Your instructions - The entries below need to be transcribed verbatim.

Records to use -
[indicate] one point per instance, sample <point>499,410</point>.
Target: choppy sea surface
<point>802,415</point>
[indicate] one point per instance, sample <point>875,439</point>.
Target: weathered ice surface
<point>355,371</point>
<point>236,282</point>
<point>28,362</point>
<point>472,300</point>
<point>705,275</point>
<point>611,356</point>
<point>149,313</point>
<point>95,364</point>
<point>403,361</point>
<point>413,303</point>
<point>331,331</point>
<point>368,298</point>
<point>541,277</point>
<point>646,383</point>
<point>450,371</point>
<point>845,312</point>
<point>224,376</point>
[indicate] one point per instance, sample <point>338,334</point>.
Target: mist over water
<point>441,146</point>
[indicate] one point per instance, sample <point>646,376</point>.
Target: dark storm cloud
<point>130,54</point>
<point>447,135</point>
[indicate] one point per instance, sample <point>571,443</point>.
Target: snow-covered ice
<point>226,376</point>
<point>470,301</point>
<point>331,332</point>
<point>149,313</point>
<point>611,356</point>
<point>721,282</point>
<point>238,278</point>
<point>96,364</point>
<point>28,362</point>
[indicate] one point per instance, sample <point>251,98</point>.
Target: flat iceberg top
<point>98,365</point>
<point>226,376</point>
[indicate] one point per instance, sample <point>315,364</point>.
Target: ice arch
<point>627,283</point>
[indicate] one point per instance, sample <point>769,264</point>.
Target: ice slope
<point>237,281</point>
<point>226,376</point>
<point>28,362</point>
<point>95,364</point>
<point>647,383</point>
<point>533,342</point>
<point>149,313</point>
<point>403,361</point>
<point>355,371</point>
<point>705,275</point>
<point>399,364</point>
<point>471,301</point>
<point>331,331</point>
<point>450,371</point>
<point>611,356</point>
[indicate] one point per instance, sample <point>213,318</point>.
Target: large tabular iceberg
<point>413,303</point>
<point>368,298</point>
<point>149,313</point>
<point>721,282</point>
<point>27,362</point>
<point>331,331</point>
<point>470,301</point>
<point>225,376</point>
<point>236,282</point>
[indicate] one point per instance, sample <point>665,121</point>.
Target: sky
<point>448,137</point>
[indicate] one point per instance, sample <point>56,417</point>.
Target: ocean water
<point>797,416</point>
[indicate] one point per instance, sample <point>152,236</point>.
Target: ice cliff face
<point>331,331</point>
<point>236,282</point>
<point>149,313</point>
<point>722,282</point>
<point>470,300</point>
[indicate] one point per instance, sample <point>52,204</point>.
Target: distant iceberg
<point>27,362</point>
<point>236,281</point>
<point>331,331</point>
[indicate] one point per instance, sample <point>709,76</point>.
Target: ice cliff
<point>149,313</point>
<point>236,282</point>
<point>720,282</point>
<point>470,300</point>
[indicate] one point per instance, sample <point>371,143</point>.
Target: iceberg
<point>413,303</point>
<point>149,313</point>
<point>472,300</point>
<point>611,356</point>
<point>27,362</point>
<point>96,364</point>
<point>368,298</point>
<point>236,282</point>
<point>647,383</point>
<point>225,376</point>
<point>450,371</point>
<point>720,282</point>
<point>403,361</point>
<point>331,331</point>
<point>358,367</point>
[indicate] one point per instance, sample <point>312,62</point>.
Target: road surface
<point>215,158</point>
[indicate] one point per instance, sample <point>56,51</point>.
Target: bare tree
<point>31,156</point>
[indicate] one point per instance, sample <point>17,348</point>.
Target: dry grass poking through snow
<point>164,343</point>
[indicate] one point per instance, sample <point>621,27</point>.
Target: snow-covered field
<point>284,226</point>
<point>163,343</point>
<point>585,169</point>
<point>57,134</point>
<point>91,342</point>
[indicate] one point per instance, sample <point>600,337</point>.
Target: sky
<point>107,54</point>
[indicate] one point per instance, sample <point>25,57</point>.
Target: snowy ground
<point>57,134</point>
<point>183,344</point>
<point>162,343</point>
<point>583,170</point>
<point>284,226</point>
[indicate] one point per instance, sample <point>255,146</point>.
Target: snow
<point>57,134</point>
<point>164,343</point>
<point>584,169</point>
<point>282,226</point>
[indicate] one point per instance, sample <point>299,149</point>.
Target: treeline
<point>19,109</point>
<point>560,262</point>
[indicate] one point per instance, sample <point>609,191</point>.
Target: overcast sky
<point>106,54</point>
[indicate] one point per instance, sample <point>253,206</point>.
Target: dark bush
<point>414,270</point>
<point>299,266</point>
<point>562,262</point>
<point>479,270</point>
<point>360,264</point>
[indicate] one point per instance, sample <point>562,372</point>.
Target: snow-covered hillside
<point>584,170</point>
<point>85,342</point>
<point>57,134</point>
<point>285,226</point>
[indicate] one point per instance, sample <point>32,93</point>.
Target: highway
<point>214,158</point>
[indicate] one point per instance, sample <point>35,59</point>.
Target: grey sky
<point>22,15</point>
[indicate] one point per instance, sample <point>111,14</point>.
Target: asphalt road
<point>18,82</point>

Response area -
[indicate] one point per instance, sample <point>499,410</point>.
Target: choppy sea surface
<point>802,415</point>
[indicate] one point per instance, sample <point>875,439</point>.
Target: weathered ice surface
<point>355,371</point>
<point>236,282</point>
<point>28,362</point>
<point>472,300</point>
<point>705,275</point>
<point>611,356</point>
<point>149,313</point>
<point>95,364</point>
<point>403,361</point>
<point>413,303</point>
<point>331,331</point>
<point>368,298</point>
<point>541,277</point>
<point>646,383</point>
<point>450,371</point>
<point>845,312</point>
<point>224,376</point>
[indicate] one point per instance, sample <point>338,334</point>.
Target: mist over water
<point>441,146</point>
[indicate] one point per instance, sample <point>646,376</point>.
Target: dark storm cloud
<point>130,54</point>
<point>447,135</point>
[indicate] one point per instance, sample <point>571,443</point>.
Target: snow-covered ice
<point>226,376</point>
<point>470,301</point>
<point>331,332</point>
<point>149,313</point>
<point>611,356</point>
<point>721,282</point>
<point>238,278</point>
<point>96,364</point>
<point>28,362</point>
[indicate] one point per instance, sample <point>251,98</point>.
Target: flat iceberg top
<point>98,365</point>
<point>226,376</point>
[indicate] one point per instance, sample <point>315,364</point>.
Target: ice arch
<point>627,283</point>
[indicate] one point per instance, sample <point>769,264</point>.
Target: ice slope
<point>237,281</point>
<point>226,376</point>
<point>28,362</point>
<point>95,364</point>
<point>647,383</point>
<point>533,342</point>
<point>149,313</point>
<point>403,361</point>
<point>355,371</point>
<point>705,275</point>
<point>399,364</point>
<point>471,301</point>
<point>331,331</point>
<point>450,371</point>
<point>611,356</point>
[indicate] one point per instance, sample <point>213,318</point>.
Target: large tabular iceberg
<point>413,303</point>
<point>368,298</point>
<point>149,313</point>
<point>721,282</point>
<point>27,362</point>
<point>331,331</point>
<point>470,301</point>
<point>225,376</point>
<point>236,282</point>
[indicate] one point per instance, sample <point>665,121</point>.
Target: sky
<point>448,137</point>
[indicate] one point per instance, sample <point>56,417</point>.
Target: ocean water
<point>797,416</point>
[indicate] one point per instance, sample <point>152,236</point>.
Target: ice cliff face
<point>331,331</point>
<point>236,282</point>
<point>149,313</point>
<point>722,282</point>
<point>470,300</point>
[indicate] one point per instance, sample <point>52,204</point>.
Target: distant iceberg
<point>27,362</point>
<point>236,281</point>
<point>331,331</point>
[indicate] one point per instance, sample <point>709,76</point>.
Target: ice cliff
<point>149,313</point>
<point>236,282</point>
<point>720,282</point>
<point>470,300</point>
[indicate] one point per instance, sample <point>371,143</point>.
Target: iceberg
<point>413,303</point>
<point>149,313</point>
<point>472,300</point>
<point>611,356</point>
<point>27,362</point>
<point>96,364</point>
<point>368,298</point>
<point>236,282</point>
<point>647,383</point>
<point>225,376</point>
<point>450,371</point>
<point>720,282</point>
<point>403,361</point>
<point>331,331</point>
<point>358,367</point>
[indicate] one point per instance, sample <point>312,62</point>.
Target: road surface
<point>215,158</point>
[indicate] one point per instance, sample <point>56,51</point>.
Target: bare tree
<point>31,156</point>
[indicate] one point per instance, sample <point>17,348</point>.
Target: dry grass poking through snow
<point>164,343</point>
[indicate] one point per instance, sample <point>621,27</point>.
Target: snow-covered field
<point>284,226</point>
<point>163,343</point>
<point>585,169</point>
<point>57,134</point>
<point>91,342</point>
[indicate] one point per instance, sample <point>600,337</point>.
Target: sky
<point>107,54</point>
[indicate] one point per instance, sample <point>25,57</point>.
Target: snowy ground
<point>57,134</point>
<point>183,344</point>
<point>162,343</point>
<point>583,170</point>
<point>284,226</point>
[indicate] one point per instance, sample <point>255,146</point>.
Target: snow
<point>57,134</point>
<point>164,343</point>
<point>584,169</point>
<point>282,226</point>
[indicate] one point per instance, sample <point>299,149</point>.
Target: treeline
<point>19,109</point>
<point>560,262</point>
[indicate] one point per instance, sample <point>609,191</point>.
Target: overcast sky
<point>106,54</point>
[indicate] one point per instance, sample <point>253,206</point>.
Target: dark bush
<point>414,270</point>
<point>299,266</point>
<point>562,262</point>
<point>479,270</point>
<point>360,264</point>
[indicate] one point per instance, sample <point>562,372</point>.
Target: snow-covered hillside
<point>584,170</point>
<point>85,342</point>
<point>57,134</point>
<point>285,226</point>
[indicate] one point per instance, sample <point>32,93</point>.
Target: highway
<point>214,158</point>
[indicate] one point per instance, sample <point>35,59</point>.
Target: grey sky
<point>22,15</point>
[indicate] one point per instance, sample <point>111,14</point>.
Target: asphalt road
<point>18,82</point>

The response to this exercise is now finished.